EXTRACT TO READ:
Tax time is that one time of year when most people believe they have their personal finances in order. It’s also a good time to remind everyone that there are some big tax law changes on the horizon.
When the Tax Cuts and Jobs Act (TCJA) was passed in 2017, it overhauled the federal tax code by introducing new rules for both individuals and businesses.
Trouble is, most of the tax changes that targeted individual taxpayers—including revisions to estate taxes—are not permanent. Unless Congress acts, many of the laws are scheduled to sunset on December 31, 2025. At that time, the tax rates will revert to pre-2017 levels.1
“Don’t allow Uncle Sam to be your biggest beneficiary by failing to properly plan (for your estate),” writes Mick Owens in his popular book Diamond of Life, The Five P’s of Success and Significance. “My belief is that a little with dignity is much better than a lot that brings no honor to the God of the universe.”
Current Rules
The 2024 gift and estate tax exemption is $13.61 million. The IRS refers to this as a “unified credit,” meaning that any portion of the exemption you use to provide a gift for someone will reduce the amount you can use for the estate tax. For example, if you give away $1 million to beneficiaries, your overall estate exemption will be reduced to $12.61 million.
Remember that this rule applies to individuals, so a couple can get a total exemption of $27.22 million.2
Highest Tax Rate | Before 2017 | 2024 Rate |
---|---|---|
Highest tax rate (on gifts and estates over the exception level) | Gift and estate exemption level that will return unless Congress acts | Gift and estate exemption in 2024. (Higher rate expires on 12/31/2025) |
40% | $5.49 million | $13.61 million |
A Proactive Approach
One approach to consider is acting today under current tax laws rather than waiting.

OBJECTIVE: According to the article on upcoming estate tax changes, what is the gift and estate tax exemption for 2024?

MATERIAL:
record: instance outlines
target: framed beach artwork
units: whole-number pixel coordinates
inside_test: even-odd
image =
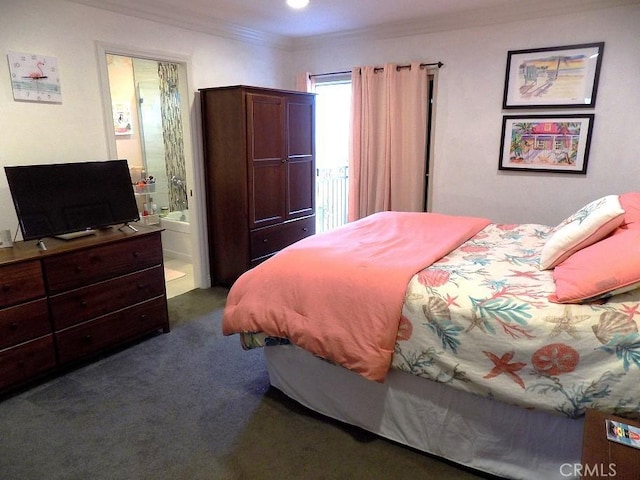
[[[593,108],[604,42],[513,50],[502,108]]]
[[[586,174],[594,117],[505,116],[498,169]]]
[[[55,57],[9,52],[9,73],[14,100],[60,103],[60,76]]]

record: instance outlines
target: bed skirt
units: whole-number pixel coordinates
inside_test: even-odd
[[[264,348],[272,386],[318,413],[510,479],[578,479],[583,419],[530,411],[392,370],[372,382],[293,345]]]

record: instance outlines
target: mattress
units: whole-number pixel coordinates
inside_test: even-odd
[[[583,419],[526,410],[391,370],[384,383],[294,345],[264,348],[271,385],[318,413],[504,478],[577,479]]]

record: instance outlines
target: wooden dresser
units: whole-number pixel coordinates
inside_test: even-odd
[[[211,282],[315,233],[315,95],[200,90]]]
[[[0,394],[169,332],[161,230],[136,228],[0,249]]]

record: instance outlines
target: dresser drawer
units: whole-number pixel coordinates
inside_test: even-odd
[[[59,293],[160,264],[160,232],[44,260],[49,293]]]
[[[51,333],[46,298],[0,310],[0,350]]]
[[[44,294],[40,261],[0,267],[0,308],[43,297]]]
[[[251,259],[255,260],[276,253],[298,240],[313,235],[315,231],[316,218],[314,216],[252,230]]]
[[[164,295],[162,265],[116,277],[50,299],[51,319],[56,330],[71,327],[129,305]]]
[[[53,335],[0,351],[0,390],[55,368]]]
[[[148,300],[57,332],[59,360],[79,360],[161,328],[168,331],[168,326],[164,296]]]

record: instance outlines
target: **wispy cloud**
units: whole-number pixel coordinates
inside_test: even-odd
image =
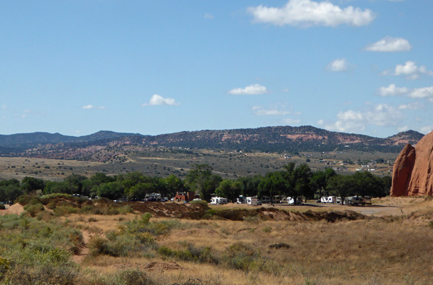
[[[85,105],[81,107],[83,110],[91,110],[91,109],[98,109],[98,110],[103,110],[105,109],[105,106],[93,106],[93,105]]]
[[[247,11],[254,21],[276,26],[327,26],[340,24],[365,26],[371,23],[375,15],[371,10],[362,10],[350,6],[341,8],[328,1],[289,0],[282,7],[266,7],[260,5],[248,7]]]
[[[228,91],[228,93],[233,95],[260,95],[267,93],[268,89],[266,89],[266,87],[260,84],[253,84],[244,88],[238,88],[232,89]]]
[[[335,72],[347,71],[350,68],[351,66],[346,58],[337,58],[326,66],[327,70]]]
[[[290,111],[284,110],[282,108],[271,108],[265,109],[263,106],[254,106],[252,108],[254,115],[290,115]]]
[[[412,102],[407,104],[399,105],[399,110],[419,110],[422,109],[424,105],[418,102]]]
[[[209,14],[209,13],[205,13],[205,19],[213,19],[213,18],[214,18],[214,17],[213,17],[213,15],[212,15],[212,14]]]
[[[292,119],[290,118],[286,118],[281,120],[281,123],[285,125],[295,125],[301,123],[301,120],[299,119]]]
[[[389,84],[387,87],[380,87],[377,89],[377,93],[381,96],[395,96],[406,94],[409,91],[406,87],[396,87],[395,84]]]
[[[404,118],[404,115],[396,108],[378,104],[365,110],[348,110],[337,115],[337,120],[326,123],[320,120],[317,123],[326,129],[339,132],[356,133],[363,131],[368,125],[395,126]]]
[[[433,130],[433,125],[426,125],[419,128],[419,131],[424,134],[430,133],[432,130]]]
[[[177,103],[175,99],[169,98],[165,98],[160,95],[153,94],[153,95],[152,95],[152,98],[151,98],[149,103],[146,103],[144,104],[142,104],[142,106],[143,106],[143,107],[144,106],[153,106],[153,105],[168,105],[174,106],[174,105],[180,105],[180,103]]]
[[[433,97],[433,86],[414,88],[409,93],[409,97],[412,98],[426,98]]]
[[[406,61],[404,64],[397,64],[394,69],[382,72],[382,75],[403,76],[406,79],[417,79],[421,75],[433,76],[433,71],[429,71],[424,66],[418,66],[414,61]]]
[[[411,49],[412,46],[407,40],[389,36],[365,47],[366,51],[379,52],[409,51]]]

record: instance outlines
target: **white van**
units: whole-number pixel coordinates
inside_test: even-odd
[[[295,200],[293,198],[292,198],[291,197],[287,197],[287,204],[295,204]],[[296,199],[296,204],[302,204],[302,197],[298,197]]]
[[[223,198],[221,197],[213,197],[212,198],[210,198],[210,204],[227,204],[227,198]]]
[[[258,199],[257,197],[247,197],[247,204],[257,206],[258,205]]]

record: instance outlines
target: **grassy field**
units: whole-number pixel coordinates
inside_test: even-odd
[[[307,163],[313,171],[324,170],[326,167],[340,169],[339,173],[353,173],[357,164],[341,165],[342,161],[362,161],[367,162],[379,159],[384,163],[375,165],[377,175],[390,175],[392,163],[397,153],[380,152],[302,152],[297,155],[192,150],[187,152],[173,152],[163,150],[148,151],[126,155],[122,163],[95,162],[44,158],[0,157],[0,179],[22,179],[31,176],[51,180],[61,180],[75,173],[90,177],[96,172],[117,175],[135,171],[148,176],[166,177],[171,174],[179,177],[186,175],[190,169],[197,164],[208,164],[223,178],[235,178],[238,176],[264,175],[275,171],[290,162],[297,165]],[[291,155],[290,157],[287,155]],[[308,161],[308,162],[307,162]]]
[[[51,284],[64,284],[387,285],[433,280],[433,200],[424,197],[377,199],[372,207],[278,208],[372,211],[335,222],[290,221],[275,213],[263,219],[253,214],[257,207],[235,204],[207,212],[243,209],[251,215],[241,221],[212,214],[200,219],[151,217],[128,207],[66,202],[49,202],[44,210],[31,212],[34,217],[29,206],[16,204],[11,209],[17,214],[24,211],[19,215],[0,217],[0,280],[24,272],[35,282],[21,278],[20,284],[36,284],[39,271],[58,280]],[[48,264],[19,259],[58,247],[66,249],[68,258],[60,252],[44,256],[68,274],[61,282],[50,275],[57,271]]]

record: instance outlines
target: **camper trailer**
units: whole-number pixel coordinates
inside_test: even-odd
[[[357,206],[362,204],[362,198],[357,196],[348,197],[345,199],[345,204],[350,206]]]
[[[213,197],[210,199],[210,204],[227,204],[227,198],[223,198],[221,197]]]
[[[296,204],[295,204],[295,200],[291,197],[287,197],[287,204],[302,204],[302,197],[298,197],[296,199]]]
[[[258,204],[257,197],[247,197],[247,204],[257,206]]]
[[[328,197],[322,197],[320,198],[320,202],[322,203],[334,203],[337,202],[337,197],[335,196],[328,196]]]
[[[260,199],[262,203],[270,203],[272,202],[272,198],[269,196],[262,196]]]

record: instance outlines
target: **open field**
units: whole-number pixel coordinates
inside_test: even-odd
[[[57,207],[65,207],[66,202],[58,202]],[[39,222],[62,224],[82,234],[83,244],[71,257],[80,264],[75,284],[111,284],[110,278],[113,281],[122,274],[132,278],[138,272],[149,283],[130,284],[387,285],[429,284],[433,280],[433,200],[429,199],[386,197],[365,207],[264,206],[259,212],[259,207],[233,204],[212,206],[214,212],[178,203],[140,204],[122,214],[62,212],[58,215],[51,202],[49,207],[54,209],[54,215],[46,207],[36,217]],[[11,209],[18,214],[20,207]],[[186,212],[188,207],[213,214],[198,219],[167,217]],[[230,220],[215,214],[230,210],[244,211],[243,219]],[[149,221],[143,212],[151,211],[153,217]],[[312,212],[332,215],[350,212],[347,211],[365,216],[334,222],[290,219],[302,213],[313,217],[308,214]],[[4,229],[10,226],[5,221],[0,224],[0,233],[6,234]],[[2,257],[5,253],[0,250]]]
[[[173,152],[152,149],[142,153],[126,155],[122,163],[96,162],[68,160],[51,160],[36,157],[0,157],[0,179],[16,178],[26,176],[51,180],[61,180],[73,173],[90,177],[96,172],[117,175],[138,171],[148,176],[166,177],[171,174],[183,177],[194,165],[208,164],[215,174],[224,178],[238,176],[264,175],[275,171],[290,162],[297,165],[307,163],[313,170],[323,170],[327,167],[340,169],[337,173],[353,173],[357,164],[340,162],[362,162],[383,160],[383,163],[375,165],[374,173],[390,175],[392,163],[398,154],[381,152],[302,152],[295,155],[214,151],[191,150]],[[286,158],[285,158],[285,157]],[[308,161],[308,162],[307,162]],[[343,164],[344,165],[341,165]]]

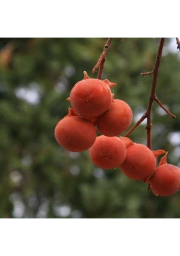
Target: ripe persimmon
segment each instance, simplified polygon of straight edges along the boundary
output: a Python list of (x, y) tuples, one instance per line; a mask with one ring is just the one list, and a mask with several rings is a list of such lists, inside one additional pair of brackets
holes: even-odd
[(54, 131), (57, 142), (69, 151), (88, 149), (96, 140), (96, 131), (87, 119), (78, 116), (64, 117), (57, 124)]
[(92, 162), (104, 169), (115, 168), (124, 161), (127, 154), (126, 146), (117, 137), (101, 135), (89, 150)]
[(132, 122), (129, 106), (121, 99), (113, 99), (109, 111), (98, 116), (97, 127), (106, 136), (117, 136), (126, 131)]

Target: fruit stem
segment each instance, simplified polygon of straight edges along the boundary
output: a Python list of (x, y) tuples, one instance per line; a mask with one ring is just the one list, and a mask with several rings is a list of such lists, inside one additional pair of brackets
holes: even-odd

REPLY TO THE TASK: $13.61 million